INFORMATION SHOWN:
════════════════
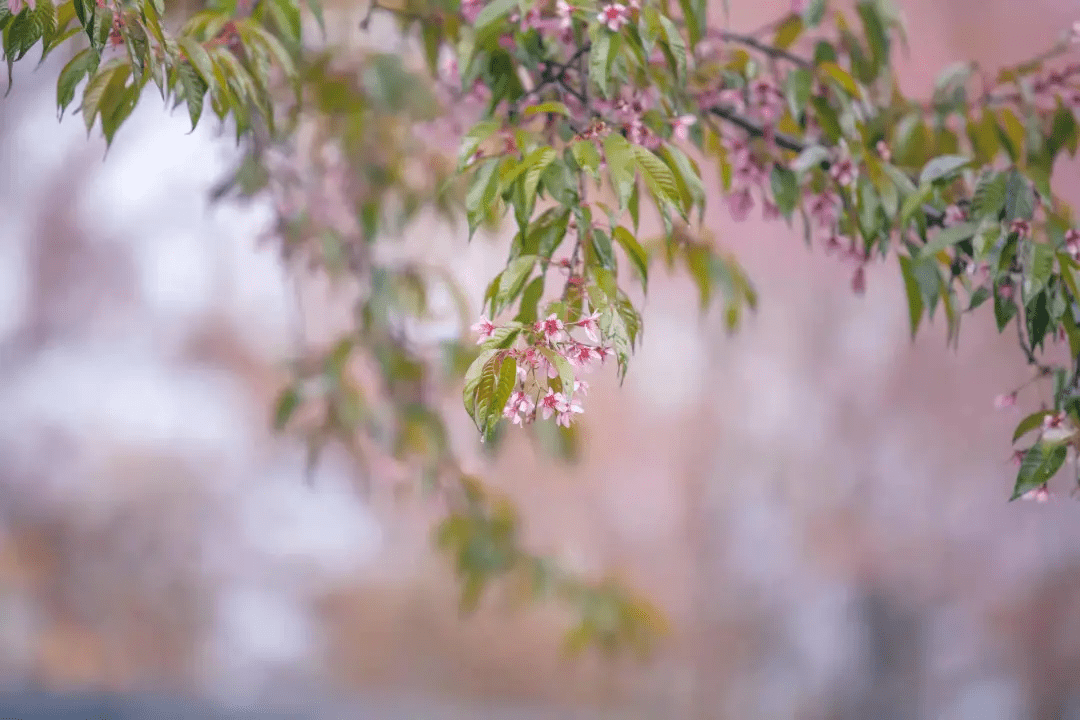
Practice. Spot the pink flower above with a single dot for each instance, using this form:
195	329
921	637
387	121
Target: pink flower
1006	401
1072	242
682	125
566	415
1039	494
484	328
518	408
823	208
552	327
470	9
589	325
552	403
613	15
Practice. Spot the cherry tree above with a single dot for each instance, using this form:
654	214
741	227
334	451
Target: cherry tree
575	120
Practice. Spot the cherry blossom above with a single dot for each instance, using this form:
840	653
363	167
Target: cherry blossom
551	327
613	15
682	125
1021	227
1072	242
954	215
484	328
1039	494
1004	401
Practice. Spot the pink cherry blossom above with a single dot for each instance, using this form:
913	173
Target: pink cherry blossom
552	403
1039	494
470	10
613	15
1004	401
1072	242
844	172
484	328
15	7
581	355
682	125
551	327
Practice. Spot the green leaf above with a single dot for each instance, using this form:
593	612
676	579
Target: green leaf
989	197
914	296
946	238
914	202
287	403
83	64
634	252
620	161
659	177
813	12
788	32
1039	464
841	78
676	46
512	281
943	167
826	118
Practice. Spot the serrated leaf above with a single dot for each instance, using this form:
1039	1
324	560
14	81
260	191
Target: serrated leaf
1039	464
841	78
1030	422
915	306
620	162
946	238
1020	197
83	64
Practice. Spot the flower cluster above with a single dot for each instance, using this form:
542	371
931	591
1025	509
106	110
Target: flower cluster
545	340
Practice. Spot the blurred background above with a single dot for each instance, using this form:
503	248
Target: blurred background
817	503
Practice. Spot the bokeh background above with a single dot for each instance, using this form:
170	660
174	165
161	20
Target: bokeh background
817	503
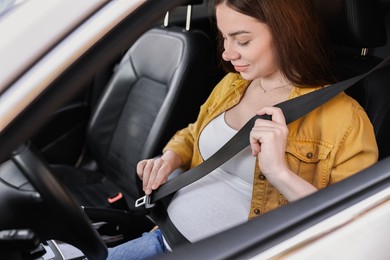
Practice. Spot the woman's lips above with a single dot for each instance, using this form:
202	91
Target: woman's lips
240	68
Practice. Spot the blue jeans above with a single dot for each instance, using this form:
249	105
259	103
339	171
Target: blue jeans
150	244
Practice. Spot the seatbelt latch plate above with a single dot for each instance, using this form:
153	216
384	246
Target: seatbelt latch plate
145	200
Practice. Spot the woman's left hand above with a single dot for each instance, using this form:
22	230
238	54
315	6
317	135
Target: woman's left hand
268	141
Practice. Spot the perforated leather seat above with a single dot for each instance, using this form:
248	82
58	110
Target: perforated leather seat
156	89
356	28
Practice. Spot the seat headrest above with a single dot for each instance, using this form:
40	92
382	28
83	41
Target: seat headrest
353	23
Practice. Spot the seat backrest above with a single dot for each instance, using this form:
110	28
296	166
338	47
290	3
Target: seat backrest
356	28
156	89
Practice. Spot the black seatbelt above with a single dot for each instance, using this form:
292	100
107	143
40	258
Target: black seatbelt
292	109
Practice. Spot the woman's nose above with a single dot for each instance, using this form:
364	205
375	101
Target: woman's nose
229	53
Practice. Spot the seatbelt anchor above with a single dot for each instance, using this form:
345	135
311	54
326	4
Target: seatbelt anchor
145	200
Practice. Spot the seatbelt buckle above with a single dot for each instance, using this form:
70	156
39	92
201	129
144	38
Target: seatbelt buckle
118	201
145	200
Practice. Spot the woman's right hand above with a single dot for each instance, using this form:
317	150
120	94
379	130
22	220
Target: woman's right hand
155	172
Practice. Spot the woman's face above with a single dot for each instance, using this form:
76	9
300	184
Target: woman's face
247	43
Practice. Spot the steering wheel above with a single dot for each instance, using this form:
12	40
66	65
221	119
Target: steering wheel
73	224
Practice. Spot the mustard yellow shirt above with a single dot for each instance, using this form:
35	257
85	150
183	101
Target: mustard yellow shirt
327	145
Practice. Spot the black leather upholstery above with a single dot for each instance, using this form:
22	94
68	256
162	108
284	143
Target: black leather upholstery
354	25
156	89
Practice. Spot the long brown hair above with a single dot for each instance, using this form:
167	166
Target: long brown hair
299	41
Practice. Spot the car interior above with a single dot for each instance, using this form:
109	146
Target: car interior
134	103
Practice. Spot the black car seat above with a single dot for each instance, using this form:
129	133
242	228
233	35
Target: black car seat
156	89
356	28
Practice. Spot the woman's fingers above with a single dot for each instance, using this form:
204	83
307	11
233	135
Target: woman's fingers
153	173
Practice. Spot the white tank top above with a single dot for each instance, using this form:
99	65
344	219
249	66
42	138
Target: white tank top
221	199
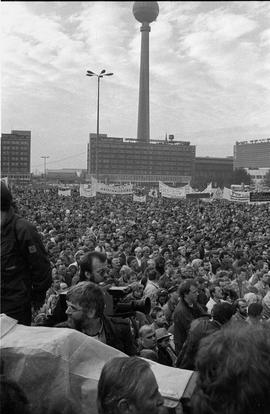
════════════════
YOUR TASK: Could you copy every entry above word for word, omitting the pictures?

SOLUTION:
Practice. Spot the pink flower above with a single dot for each instance, using this form:
195	329
921	637
387	121
Target: pink flower
1006	401
1072	242
682	125
566	415
1039	494
484	328
518	408
823	208
552	327
470	9
589	325
552	403
613	15
Practice. Spot the cherry tree above with a single dot for each instance, using this form:
654	214
741	227
334	451
Target: cherry tree
575	120
Practice. Spot the cherry blossom above with a single dot for each instance, using this form:
840	653
363	167
Target: cherry blossom
551	327
613	15
682	125
1021	227
1072	242
954	215
484	328
1039	494
1004	401
Practice. Spot the pink cherry blossom above with a single dot for each instance, using this form:
913	173
Target: pink cherry blossom
552	403
1039	494
470	10
613	15
1004	401
1072	242
844	172
484	328
15	7
581	355
682	125
551	327
Practice. Spot the green leaf above with a single dot for each instance, using this form:
593	612
676	579
Target: green leaf
989	197
914	296
946	238
914	202
287	403
83	64
634	252
620	161
659	177
813	12
788	32
1039	464
841	78
676	46
512	281
943	167
826	118
Practice. Spot the serrated leaf above with a single dot for each instance, using this form:
1039	1
324	560
14	81
260	191
Target: serrated leaf
1039	464
841	78
1030	422
915	306
620	162
946	238
1020	197
83	64
Practice. Spot the flower cluster above with a single dot for each instance, using this form:
542	371
931	591
1025	509
106	110
Target: flower cluster
545	340
Practice. Spot the blurred background above with a single dot for each instance, using this form:
503	248
Target: blurred background
817	503
Practice. Spot the bokeh background above with a single dot for each instance, using this form:
170	660
174	165
161	20
Target: bokeh background
817	503
Practice. Spot the woman's lips above with a single dot for each instance, using this form:
202	91
Target: woman's lips
240	68
Practice. Spot the blue jeans above with a single dot for each instance, using this form:
249	105
259	103
339	171
Target: blue jeans
150	244
Practice. Spot the seatbelt latch plate above with a single dot for each instance, using this form:
153	216
384	246
Target: seatbelt latch plate
145	200
Practice. Spot the woman's left hand above with a single dot for each instance, using this form:
22	230
238	54
315	6
317	135
Target: woman's left hand
268	141
Practice. Spot the perforated leather seat above with a single dot for each instance, using this form:
248	82
58	110
Target: perforated leather seat
156	89
356	28
Practice. Spot the seat headrest above with a single dot for each instance, using this form:
40	92
382	28
83	41
Target: seat headrest
353	23
Practice. Spot the seat backrest above with a single dot for each instance, using this form:
110	28
296	166
338	47
290	3
Target: seat backrest
356	28
156	89
Practice. Spot the black seatbelt above with a single dot for each instance, using this form:
292	100
107	143
40	258
Target: black seatbelt
292	109
Practice. Spot the woman's nose above with a single dot for each instance, using this form:
364	205
375	101
Target: woman's nose
229	53
Practice. Spot the seatbelt anchor above with a single dot for each instance, using this form:
345	135
311	54
326	4
Target: seatbelt anchor
145	200
Practice. Spot the seatbelt buckle above with a single dot for each instance, using this form:
70	156
39	92
201	129
144	38
Target: seatbelt buckle
118	201
145	200
Practice. Spot the woman's right hand above with a single dot for each instance, using this form:
317	150
120	94
379	130
22	220
Target: woman's right hand
155	172
Practice. Spot the woman's face above with a single dot for each instance, using this form:
76	9
300	184
Target: woman's face
247	43
Practice. Spot the steering wheel above with a single dot for each instance, using this form:
12	40
66	65
221	119
Target: steering wheel
73	224
Practice. Spot the mustard yellow shirt above with a single dot for each instance, using this form:
35	257
85	150
183	101
Target: mustard yellow shirt
327	145
Practice. Spot the black leather upholstery above with a single dot for each instance, using this form:
22	94
68	256
162	108
284	143
Target: black leather upholstery
354	25
156	89
Practice. Spot the long brown hair above with a single dot for each instance, using this form:
167	166
Target: long brown hair
299	41
Practice. Spot the car interior above with a single dot for each instance, using this form:
109	146
Target: car interior
134	103
Practice. Spot the black car seat above with a single dot for each instance, using this form:
129	133
242	228
233	35
Target: black car seat
156	89
356	28
Practice. Spot the woman's fingers above with a single dot for each instance, using this form:
204	83
307	11
233	135
Target: woman's fingers
153	173
Practice. Spot the white tank top above with a single dot for each instance, using this form:
99	65
344	219
249	66
42	138
Target: white tank top
221	199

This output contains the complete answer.